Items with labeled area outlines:
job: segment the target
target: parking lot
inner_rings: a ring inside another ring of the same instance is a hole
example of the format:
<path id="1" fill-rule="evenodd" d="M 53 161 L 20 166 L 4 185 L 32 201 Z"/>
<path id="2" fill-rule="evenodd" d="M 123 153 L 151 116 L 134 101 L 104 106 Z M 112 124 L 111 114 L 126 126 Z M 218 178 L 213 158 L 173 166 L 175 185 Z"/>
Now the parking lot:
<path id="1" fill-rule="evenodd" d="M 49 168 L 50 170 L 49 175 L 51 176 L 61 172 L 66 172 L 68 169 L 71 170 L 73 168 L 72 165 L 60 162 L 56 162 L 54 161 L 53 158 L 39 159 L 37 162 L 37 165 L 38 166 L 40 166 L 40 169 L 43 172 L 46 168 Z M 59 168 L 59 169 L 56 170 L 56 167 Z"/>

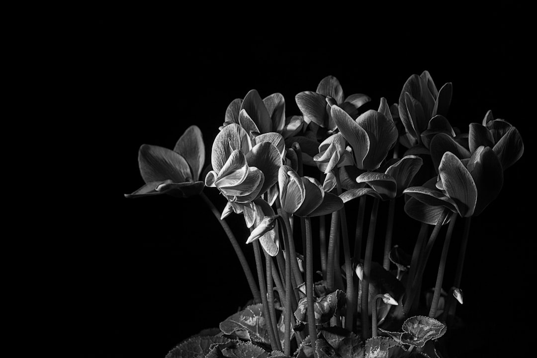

● **EXERCISE BRIEF**: Rewrite every one of the items above with "parking lot" swapped for "parking area" and everything else kept the same. Leave the pictures out of your answer.

● **FINISHED TASK**:
job: segment the target
target: parking area
inner_rings: a ring inside another ring of the same instance is a hole
example of the format:
<path id="1" fill-rule="evenodd" d="M 53 161 L 20 166 L 4 185 L 32 201 Z"/>
<path id="2" fill-rule="evenodd" d="M 123 153 L 151 116 L 134 101 L 104 106 Z M 112 124 L 111 114 L 126 126 Z M 218 178 L 213 158 L 173 166 L 175 185 Z"/>
Now the parking area:
<path id="1" fill-rule="evenodd" d="M 49 168 L 50 170 L 49 175 L 51 176 L 61 172 L 66 172 L 68 169 L 71 170 L 73 168 L 72 165 L 60 162 L 56 162 L 54 161 L 53 158 L 39 159 L 37 162 L 37 165 L 38 166 L 40 166 L 40 169 L 43 172 L 46 168 Z M 59 168 L 59 169 L 56 170 L 56 167 Z"/>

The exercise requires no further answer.